**EXERCISE INSTRUCTIONS**
Starting with the line that contains "Would you mind annotating the grassy", copy out each line through the end of the entries below, exactly as written, and nothing else.

START RECORDS FOR THIS EXERCISE

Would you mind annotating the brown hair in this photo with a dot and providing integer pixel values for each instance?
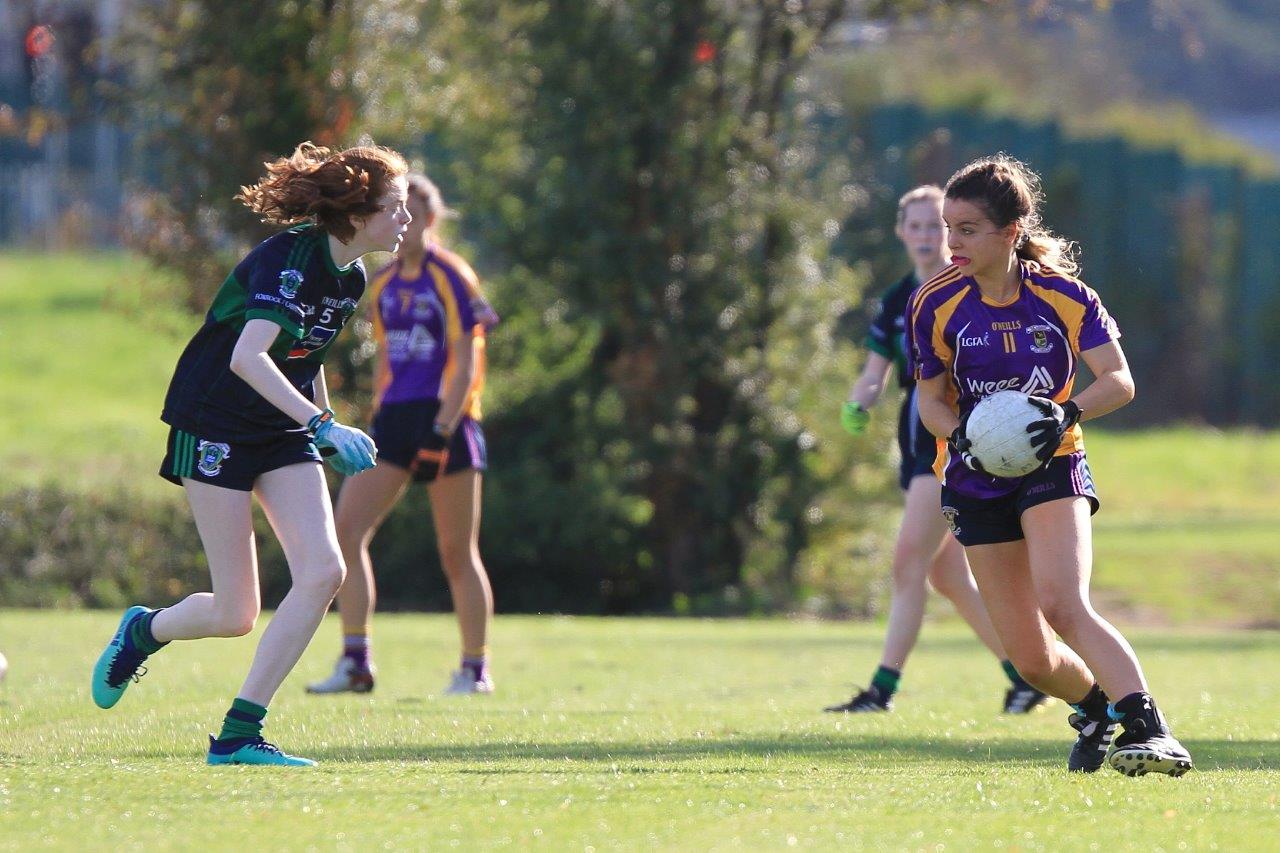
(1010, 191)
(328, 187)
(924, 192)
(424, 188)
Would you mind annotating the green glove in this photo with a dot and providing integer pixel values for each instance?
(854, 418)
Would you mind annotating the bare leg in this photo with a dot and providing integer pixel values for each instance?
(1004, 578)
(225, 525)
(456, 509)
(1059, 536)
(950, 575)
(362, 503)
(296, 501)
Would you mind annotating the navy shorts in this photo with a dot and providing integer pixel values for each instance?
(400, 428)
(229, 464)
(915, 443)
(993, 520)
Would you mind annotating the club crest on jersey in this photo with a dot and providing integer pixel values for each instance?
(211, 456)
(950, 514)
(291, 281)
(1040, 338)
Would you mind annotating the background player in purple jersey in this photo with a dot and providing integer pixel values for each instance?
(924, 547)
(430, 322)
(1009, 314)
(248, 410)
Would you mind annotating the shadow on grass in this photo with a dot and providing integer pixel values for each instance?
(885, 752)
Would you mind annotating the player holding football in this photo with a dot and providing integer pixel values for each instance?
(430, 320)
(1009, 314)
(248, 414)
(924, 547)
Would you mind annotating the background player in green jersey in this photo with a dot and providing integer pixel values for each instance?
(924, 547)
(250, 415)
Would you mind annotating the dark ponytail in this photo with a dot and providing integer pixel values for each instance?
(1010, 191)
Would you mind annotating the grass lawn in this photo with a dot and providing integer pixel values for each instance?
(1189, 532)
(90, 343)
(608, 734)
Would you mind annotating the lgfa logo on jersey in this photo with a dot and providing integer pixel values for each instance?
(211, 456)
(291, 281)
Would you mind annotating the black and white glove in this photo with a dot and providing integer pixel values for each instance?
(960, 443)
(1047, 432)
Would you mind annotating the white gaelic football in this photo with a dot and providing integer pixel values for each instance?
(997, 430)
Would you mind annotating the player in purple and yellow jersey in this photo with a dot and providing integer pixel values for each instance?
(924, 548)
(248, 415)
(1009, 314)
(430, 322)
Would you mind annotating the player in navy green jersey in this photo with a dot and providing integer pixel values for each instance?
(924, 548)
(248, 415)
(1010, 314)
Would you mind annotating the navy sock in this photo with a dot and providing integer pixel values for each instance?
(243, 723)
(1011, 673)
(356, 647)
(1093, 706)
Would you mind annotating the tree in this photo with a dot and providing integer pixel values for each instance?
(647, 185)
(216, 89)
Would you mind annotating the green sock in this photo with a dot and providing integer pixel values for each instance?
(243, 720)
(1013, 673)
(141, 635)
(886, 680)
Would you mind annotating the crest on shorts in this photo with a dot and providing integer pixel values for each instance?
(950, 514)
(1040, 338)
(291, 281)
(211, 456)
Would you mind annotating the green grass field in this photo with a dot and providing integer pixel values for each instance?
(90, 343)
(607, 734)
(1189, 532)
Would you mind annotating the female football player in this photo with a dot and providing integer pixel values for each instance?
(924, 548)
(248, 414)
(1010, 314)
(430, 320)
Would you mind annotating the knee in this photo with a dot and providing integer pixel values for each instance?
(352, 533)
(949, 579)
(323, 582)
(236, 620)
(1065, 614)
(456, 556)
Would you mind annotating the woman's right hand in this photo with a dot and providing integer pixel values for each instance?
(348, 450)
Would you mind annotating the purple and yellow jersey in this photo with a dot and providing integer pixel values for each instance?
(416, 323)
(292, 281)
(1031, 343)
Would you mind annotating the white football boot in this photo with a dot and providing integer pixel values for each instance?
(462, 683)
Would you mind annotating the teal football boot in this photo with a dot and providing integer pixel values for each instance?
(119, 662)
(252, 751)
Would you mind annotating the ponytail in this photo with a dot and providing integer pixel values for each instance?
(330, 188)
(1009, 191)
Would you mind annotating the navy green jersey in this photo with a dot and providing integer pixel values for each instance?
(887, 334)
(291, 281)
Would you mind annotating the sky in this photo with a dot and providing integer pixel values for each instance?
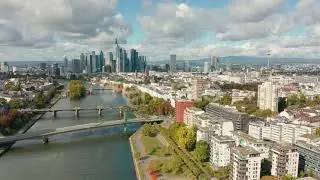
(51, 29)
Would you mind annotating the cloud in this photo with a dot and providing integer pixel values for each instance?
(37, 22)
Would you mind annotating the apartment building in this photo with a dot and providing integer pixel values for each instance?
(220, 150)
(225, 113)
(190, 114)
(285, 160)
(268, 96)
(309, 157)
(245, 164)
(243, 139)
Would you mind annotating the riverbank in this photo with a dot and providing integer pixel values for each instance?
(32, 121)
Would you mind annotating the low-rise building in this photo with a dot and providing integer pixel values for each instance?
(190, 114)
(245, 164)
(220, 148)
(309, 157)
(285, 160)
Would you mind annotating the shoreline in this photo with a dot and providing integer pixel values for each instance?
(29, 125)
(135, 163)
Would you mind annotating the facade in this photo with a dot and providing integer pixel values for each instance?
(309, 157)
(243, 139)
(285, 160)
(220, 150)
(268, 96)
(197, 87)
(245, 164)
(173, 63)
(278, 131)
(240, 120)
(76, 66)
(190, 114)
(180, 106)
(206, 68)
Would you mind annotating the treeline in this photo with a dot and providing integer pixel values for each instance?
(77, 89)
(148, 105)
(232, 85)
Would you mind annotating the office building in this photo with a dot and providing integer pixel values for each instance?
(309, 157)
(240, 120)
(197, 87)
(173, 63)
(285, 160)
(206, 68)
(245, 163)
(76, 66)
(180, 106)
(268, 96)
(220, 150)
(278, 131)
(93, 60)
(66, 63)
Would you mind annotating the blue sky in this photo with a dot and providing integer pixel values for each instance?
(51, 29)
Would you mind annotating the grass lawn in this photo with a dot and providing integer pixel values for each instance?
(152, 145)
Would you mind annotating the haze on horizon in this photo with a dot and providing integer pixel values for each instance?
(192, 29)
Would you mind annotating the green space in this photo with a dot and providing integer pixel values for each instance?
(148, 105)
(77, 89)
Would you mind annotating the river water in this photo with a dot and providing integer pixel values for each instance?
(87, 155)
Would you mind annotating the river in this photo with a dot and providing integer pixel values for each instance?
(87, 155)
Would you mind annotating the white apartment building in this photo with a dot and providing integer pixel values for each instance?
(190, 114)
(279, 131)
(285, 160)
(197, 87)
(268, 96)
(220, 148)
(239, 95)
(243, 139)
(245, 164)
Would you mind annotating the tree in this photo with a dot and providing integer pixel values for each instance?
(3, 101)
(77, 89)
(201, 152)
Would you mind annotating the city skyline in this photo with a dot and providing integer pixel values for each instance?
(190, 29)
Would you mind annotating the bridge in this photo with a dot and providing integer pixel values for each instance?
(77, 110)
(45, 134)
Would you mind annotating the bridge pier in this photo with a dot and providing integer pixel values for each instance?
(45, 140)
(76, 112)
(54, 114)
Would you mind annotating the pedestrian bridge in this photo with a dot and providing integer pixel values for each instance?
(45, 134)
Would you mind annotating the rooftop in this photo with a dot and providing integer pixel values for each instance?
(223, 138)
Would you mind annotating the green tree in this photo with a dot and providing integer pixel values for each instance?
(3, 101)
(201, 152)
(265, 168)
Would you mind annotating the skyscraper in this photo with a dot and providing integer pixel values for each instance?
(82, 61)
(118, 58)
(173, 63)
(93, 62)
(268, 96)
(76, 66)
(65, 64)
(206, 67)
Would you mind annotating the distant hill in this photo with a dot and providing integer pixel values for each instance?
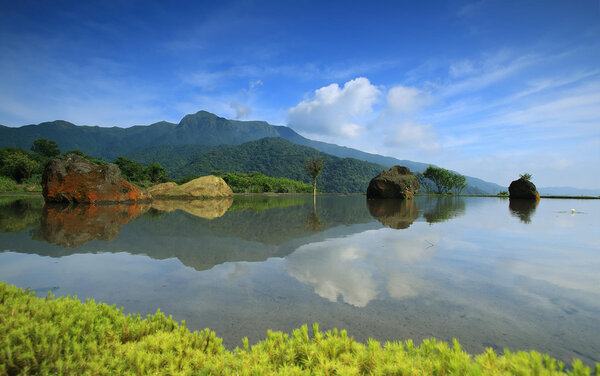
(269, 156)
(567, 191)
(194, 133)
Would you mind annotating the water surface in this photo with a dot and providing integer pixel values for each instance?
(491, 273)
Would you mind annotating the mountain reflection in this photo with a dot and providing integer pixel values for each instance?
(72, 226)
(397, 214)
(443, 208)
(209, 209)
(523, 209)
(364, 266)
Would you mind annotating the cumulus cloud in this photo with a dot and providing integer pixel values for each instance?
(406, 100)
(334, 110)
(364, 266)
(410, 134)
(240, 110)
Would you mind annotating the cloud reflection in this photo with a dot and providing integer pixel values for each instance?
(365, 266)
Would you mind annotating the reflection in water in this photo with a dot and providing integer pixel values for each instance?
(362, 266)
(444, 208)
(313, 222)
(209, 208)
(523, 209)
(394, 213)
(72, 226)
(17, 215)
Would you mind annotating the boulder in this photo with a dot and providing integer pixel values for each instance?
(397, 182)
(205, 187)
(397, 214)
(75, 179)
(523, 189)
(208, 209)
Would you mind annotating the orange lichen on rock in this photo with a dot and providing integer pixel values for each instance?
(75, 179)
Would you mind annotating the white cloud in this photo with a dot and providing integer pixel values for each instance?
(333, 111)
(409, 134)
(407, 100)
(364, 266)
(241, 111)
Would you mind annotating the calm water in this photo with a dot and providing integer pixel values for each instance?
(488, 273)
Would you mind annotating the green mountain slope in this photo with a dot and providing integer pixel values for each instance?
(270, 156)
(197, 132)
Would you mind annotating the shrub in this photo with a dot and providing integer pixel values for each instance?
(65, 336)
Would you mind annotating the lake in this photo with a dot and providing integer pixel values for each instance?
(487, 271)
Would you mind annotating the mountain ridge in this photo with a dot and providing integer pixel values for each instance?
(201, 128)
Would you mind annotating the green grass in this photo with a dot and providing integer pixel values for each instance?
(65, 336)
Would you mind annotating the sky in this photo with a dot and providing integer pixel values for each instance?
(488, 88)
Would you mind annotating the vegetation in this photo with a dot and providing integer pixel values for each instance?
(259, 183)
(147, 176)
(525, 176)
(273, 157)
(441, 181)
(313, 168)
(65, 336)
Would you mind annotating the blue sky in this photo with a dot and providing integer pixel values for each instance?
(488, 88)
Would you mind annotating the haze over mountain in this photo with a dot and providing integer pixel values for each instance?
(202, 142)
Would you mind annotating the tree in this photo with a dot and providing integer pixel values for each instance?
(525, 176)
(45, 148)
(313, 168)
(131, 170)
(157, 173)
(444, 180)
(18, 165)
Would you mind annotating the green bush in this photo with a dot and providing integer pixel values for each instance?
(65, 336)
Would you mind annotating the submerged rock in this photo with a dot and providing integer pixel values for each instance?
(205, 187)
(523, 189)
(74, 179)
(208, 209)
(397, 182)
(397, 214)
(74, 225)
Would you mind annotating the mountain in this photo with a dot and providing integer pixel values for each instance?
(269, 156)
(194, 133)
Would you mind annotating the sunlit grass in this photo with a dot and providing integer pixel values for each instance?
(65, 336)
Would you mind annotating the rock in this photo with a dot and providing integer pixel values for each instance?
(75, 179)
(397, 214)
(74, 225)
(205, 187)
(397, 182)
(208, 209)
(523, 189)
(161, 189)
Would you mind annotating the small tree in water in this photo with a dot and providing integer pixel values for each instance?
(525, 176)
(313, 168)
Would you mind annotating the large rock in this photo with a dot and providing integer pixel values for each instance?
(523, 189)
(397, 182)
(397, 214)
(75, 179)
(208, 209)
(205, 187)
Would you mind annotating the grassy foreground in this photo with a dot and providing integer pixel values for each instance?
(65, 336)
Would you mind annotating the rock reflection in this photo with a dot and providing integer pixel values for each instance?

END RECORDS FOR THIS EXERCISE

**RESPONSE**
Would you mind annotating the grassy foreground in this photo with a dot and providing integer pixel values for each instance?
(65, 336)
Would you mind annotating the rock reflection in this photo with a dot and providing integer pixel values for each instance?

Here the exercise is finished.